Material for the task:
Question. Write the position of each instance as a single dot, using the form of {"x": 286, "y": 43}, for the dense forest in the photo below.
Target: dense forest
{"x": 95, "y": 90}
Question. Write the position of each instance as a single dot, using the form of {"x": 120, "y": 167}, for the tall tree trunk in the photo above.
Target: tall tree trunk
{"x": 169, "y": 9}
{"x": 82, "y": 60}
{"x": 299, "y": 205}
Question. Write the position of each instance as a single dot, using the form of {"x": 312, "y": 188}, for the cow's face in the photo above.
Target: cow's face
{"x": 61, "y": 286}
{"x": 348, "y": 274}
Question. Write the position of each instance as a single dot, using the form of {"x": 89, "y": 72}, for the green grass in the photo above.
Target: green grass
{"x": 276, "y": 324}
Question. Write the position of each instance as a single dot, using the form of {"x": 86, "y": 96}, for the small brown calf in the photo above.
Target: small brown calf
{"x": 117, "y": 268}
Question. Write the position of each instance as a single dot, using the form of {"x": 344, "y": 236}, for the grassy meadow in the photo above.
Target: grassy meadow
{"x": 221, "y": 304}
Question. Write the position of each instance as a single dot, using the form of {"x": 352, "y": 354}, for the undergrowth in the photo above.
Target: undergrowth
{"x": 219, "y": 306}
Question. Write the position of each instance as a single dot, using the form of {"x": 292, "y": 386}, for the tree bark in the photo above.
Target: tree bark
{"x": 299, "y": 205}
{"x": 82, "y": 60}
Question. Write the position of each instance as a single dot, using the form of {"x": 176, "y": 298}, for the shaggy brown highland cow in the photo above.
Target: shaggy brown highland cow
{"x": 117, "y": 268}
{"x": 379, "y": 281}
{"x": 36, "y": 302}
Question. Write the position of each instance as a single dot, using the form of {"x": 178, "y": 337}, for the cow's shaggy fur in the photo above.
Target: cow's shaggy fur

What is expected:
Please output every record, keeping each line exact.

Task output:
Question. Write the position of each instance as a single dot, using the form of {"x": 286, "y": 43}, for the dense forest in the photo below.
Target: dense forest
{"x": 95, "y": 90}
Question. Write the position of each instance as a single dot, using the form of {"x": 120, "y": 167}, for the tall tree trunk in the photo above.
Target: tall tree trunk
{"x": 169, "y": 9}
{"x": 82, "y": 60}
{"x": 299, "y": 205}
Question. Write the position of each instance as a single dot, using the form of {"x": 312, "y": 188}, for the cow's face in the photo above.
Target: cow's face
{"x": 61, "y": 286}
{"x": 348, "y": 274}
Question. Write the position of each instance as a single dot, using the form of {"x": 89, "y": 72}, for the green grass in the photo above.
Target: green grass
{"x": 276, "y": 324}
Question. Write the position of each instance as a single dot, using the form of {"x": 86, "y": 96}, for the small brown calf in the photo above.
Target: small brown calf
{"x": 117, "y": 268}
Question. Write the position of each instance as a single dot, using the form of {"x": 344, "y": 236}, for the grassy meadow in the photo above.
Target: grassy meadow
{"x": 221, "y": 304}
Question. Write the position of each instance as a single dot, using the form of {"x": 352, "y": 354}, for the undergrowth in the photo above.
Target: undergrowth
{"x": 219, "y": 306}
Question. Write the position of each instance as a single dot, using the form of {"x": 292, "y": 386}, for the tree bark in the photo above.
Target: tree bark
{"x": 299, "y": 205}
{"x": 82, "y": 60}
Question. Write the position of each instance as a single dot, using the form of {"x": 176, "y": 298}, for the shaggy brown highland cow in the photo above.
Target: shaggy brown highland cow
{"x": 117, "y": 268}
{"x": 379, "y": 281}
{"x": 36, "y": 302}
Question. Write the position of each instance as a single dot, using the form of {"x": 178, "y": 337}, for the cow's shaggy fur in the photo above.
Target: cow's shaggy fur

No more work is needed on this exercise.